**WORK TASK 1**
Answer from the Ortigas towing passage:
(a) On what street is the tow yard?
(b) On what avenue is the house where the matron got off?
(c) How much did Arturo Catindog and Allan Bucaso demand?
**WORK TASK 2**
Write the next part of the Ortigas towing passage, starting right after its last sentence.

Ortigas tow crews are creepier. Complaints are piling against goons of Santo Niño Towing Co.; nobody at city hall seems to care. They swoop down not just on parked cars but riders. Make the “mistake” of stopping curbside to let a passenger off, and they’d chain your car and drag it to a yard on Fabella St. There they’d charge P2,000-“ransom” to return it.

Among last week’s countless victims were a chauffeured matron, her sister and young niece. She had gotten off at her mom’s house on Boni Ave. to quickly hand a food box over the gate. Whereupon Santo Niño Towing’s Jessie Hernandez popped up, accusing her aged driver of blocking the driveway and ordering him to step out of the car. As soon as the confused oldster complied, Hernandez grabbed the wheel and, with one rear door still open, sped off with the terrified sis and niece. Asked where he was taking them, he only growled, making the females think they were to be hostaged or robbed. Into the tow yard they were brought, the high steel gate shut behind them. Brusquely the supervising vulture Arturo Catindog and eaglet Allan Bucaso demanded P2,000. As the sobbing victims contested the supposed traffic breach, Hernandez brought in more captives. All were in shock. One was a pregnant woman who had pleaded in vain to be let off like her husband before their car was hoisted.

**DATA FOR REVIEW**
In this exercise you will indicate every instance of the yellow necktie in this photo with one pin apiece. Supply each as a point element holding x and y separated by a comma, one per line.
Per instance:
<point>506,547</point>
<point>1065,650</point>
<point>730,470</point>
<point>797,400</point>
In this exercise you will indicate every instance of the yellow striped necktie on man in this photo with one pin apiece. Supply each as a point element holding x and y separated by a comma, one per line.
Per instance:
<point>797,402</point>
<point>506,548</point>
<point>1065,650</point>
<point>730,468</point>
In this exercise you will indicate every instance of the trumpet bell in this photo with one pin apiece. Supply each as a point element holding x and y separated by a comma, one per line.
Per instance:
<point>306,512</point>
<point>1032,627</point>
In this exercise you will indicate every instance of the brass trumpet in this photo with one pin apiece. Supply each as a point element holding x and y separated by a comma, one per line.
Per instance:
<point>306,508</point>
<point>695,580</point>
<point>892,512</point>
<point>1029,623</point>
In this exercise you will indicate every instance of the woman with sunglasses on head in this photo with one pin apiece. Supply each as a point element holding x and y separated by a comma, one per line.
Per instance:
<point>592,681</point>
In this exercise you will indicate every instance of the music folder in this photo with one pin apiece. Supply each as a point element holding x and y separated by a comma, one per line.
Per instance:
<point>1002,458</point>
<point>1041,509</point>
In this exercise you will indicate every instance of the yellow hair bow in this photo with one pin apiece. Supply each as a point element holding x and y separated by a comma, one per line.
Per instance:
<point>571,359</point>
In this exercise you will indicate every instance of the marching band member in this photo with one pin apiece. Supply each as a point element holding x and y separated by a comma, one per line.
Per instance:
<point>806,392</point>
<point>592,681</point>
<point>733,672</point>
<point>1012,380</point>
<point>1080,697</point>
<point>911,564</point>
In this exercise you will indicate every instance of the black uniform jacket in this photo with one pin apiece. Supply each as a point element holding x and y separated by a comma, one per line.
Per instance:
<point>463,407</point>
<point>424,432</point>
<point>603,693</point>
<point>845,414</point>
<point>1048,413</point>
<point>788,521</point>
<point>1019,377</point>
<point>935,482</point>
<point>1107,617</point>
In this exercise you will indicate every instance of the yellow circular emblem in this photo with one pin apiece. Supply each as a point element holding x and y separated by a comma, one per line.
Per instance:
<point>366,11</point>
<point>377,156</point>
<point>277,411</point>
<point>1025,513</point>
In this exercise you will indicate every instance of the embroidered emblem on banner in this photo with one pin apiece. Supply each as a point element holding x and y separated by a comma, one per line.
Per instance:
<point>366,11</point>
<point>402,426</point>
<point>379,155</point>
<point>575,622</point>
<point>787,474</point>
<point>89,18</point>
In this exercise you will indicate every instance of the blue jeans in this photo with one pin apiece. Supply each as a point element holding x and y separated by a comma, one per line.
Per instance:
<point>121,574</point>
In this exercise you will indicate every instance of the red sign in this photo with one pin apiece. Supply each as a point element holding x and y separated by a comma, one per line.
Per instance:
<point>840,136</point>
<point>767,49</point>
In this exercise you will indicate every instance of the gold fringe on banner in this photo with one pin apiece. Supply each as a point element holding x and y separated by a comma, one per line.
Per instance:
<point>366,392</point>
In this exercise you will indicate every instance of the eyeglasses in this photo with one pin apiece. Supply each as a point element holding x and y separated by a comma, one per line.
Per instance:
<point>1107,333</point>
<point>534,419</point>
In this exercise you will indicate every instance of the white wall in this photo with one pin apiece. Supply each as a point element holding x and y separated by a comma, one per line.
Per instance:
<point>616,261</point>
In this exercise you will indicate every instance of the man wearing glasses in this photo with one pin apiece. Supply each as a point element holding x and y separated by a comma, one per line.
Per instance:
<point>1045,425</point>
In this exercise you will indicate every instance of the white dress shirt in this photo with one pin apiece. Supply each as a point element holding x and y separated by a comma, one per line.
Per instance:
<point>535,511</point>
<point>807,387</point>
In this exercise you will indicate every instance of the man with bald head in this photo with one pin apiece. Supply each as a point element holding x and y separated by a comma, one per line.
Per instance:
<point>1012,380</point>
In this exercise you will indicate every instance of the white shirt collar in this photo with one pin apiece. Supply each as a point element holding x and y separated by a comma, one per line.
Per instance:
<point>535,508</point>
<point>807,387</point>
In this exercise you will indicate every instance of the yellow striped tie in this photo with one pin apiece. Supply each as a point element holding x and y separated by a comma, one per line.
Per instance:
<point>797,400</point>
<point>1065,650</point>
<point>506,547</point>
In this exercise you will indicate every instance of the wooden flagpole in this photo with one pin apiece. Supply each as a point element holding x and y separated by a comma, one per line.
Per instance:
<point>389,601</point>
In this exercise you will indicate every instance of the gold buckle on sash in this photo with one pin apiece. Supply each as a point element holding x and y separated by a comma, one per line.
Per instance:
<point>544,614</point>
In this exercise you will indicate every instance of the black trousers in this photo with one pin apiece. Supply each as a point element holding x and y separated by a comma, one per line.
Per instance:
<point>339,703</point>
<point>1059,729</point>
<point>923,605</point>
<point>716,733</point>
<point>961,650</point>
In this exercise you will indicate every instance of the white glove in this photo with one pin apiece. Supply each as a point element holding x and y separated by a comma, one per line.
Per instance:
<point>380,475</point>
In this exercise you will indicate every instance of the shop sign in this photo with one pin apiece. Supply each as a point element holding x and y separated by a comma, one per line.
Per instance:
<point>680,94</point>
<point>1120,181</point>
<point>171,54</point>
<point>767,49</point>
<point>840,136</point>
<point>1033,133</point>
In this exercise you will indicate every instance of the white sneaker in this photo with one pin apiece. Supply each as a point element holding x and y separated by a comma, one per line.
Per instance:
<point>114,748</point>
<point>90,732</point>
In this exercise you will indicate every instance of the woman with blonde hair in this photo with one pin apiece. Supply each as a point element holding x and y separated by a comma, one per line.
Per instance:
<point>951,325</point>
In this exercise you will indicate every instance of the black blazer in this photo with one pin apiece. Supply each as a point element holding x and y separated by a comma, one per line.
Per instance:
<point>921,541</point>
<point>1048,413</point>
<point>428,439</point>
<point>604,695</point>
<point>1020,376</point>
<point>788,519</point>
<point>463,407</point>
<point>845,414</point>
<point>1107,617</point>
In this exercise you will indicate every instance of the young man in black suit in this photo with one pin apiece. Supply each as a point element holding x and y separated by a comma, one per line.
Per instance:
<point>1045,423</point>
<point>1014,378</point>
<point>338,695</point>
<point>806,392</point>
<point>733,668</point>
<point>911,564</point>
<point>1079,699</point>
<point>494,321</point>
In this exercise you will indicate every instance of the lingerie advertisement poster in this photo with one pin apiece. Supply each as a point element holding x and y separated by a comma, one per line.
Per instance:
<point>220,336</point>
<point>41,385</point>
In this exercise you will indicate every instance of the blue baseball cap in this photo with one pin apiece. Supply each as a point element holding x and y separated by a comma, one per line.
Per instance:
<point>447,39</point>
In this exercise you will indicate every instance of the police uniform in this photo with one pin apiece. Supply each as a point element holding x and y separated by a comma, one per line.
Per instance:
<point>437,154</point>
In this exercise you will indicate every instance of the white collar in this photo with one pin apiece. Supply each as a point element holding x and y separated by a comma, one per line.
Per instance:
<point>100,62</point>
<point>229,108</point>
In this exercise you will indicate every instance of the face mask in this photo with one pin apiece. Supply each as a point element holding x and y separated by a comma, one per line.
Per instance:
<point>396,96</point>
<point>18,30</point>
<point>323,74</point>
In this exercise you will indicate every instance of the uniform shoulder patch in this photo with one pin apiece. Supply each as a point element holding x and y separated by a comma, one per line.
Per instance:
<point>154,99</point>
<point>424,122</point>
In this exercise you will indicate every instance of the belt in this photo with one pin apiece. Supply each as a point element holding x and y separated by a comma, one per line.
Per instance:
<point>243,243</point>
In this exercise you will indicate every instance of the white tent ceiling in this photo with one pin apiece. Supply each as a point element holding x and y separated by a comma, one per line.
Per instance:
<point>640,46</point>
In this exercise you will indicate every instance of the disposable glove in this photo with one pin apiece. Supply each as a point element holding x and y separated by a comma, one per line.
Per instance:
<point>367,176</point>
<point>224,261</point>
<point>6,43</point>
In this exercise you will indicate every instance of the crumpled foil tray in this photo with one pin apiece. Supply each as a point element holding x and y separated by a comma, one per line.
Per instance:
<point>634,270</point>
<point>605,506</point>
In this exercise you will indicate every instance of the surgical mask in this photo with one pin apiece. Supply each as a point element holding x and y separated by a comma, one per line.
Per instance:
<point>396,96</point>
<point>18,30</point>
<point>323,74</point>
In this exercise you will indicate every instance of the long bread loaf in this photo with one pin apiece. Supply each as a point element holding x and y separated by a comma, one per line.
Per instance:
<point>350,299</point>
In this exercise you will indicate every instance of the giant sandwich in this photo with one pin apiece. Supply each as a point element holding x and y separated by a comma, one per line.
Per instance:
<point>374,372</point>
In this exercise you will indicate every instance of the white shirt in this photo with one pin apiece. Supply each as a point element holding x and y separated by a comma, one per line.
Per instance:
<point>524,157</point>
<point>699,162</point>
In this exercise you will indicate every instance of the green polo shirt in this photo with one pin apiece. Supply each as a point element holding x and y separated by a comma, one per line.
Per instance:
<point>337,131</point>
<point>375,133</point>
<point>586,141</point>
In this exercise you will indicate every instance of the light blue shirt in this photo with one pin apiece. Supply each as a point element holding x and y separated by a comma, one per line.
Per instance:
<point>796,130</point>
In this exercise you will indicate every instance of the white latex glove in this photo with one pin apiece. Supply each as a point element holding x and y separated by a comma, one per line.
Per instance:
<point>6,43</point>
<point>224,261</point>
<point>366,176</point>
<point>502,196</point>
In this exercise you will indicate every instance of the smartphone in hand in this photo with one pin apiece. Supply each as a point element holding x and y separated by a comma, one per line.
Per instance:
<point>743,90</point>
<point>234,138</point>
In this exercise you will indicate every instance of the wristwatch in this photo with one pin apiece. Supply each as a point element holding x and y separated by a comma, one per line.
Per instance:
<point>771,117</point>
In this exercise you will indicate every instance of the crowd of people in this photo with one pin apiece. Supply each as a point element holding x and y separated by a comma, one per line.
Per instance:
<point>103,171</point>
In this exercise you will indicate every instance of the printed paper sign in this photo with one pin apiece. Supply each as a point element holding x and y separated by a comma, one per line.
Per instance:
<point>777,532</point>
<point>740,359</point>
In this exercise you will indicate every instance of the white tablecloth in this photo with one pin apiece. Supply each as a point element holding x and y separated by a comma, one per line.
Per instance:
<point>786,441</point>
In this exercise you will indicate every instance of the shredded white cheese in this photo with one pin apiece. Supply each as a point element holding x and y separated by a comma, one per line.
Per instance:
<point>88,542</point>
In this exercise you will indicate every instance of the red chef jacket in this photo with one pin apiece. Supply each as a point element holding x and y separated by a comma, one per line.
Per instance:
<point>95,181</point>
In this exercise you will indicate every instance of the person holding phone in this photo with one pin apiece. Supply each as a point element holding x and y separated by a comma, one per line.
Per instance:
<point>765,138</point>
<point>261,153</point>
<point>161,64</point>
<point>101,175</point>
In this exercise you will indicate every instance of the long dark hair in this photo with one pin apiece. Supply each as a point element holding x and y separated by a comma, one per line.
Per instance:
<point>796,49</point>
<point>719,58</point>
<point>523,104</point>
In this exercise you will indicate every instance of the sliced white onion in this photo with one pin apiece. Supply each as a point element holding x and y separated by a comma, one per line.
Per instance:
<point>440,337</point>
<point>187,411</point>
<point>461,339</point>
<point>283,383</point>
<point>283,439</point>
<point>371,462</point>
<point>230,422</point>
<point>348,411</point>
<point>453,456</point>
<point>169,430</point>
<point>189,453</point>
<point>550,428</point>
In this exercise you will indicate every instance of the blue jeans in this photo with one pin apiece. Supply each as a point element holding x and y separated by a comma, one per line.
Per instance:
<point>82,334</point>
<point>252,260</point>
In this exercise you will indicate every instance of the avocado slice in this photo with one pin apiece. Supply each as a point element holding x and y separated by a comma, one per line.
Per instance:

**EXERCISE RESULT 1**
(a) Fabella St.
(b) Boni Ave.
(c) P2,000

**EXERCISE RESULT 2**
Mandaluyong officials had deputized Santo Niño’s street toughies as traffic-enforcers. Supposedly stubborn motorists need disciplining. But the tyrannical style is patently wrong, by modern police methods.

City Hall should study the success stories of William Bratton, police chief of Boston, then New York and, for seven years till Oct., Los Angeles. Bratton had brought down Boston’s crime rate from America’s highest to among its lowest. In New York he applied the “broken windows theory” to crime prevention. And he restored public trust in the LAPD, much reviled after white cops clubbed black Rodney King to submission. In all three posts Bratton transformed his men’s “warrior culture,” into “policing as something not done to people but with people.” By contrast, Mandaluyong’s way will only spur more street chaos.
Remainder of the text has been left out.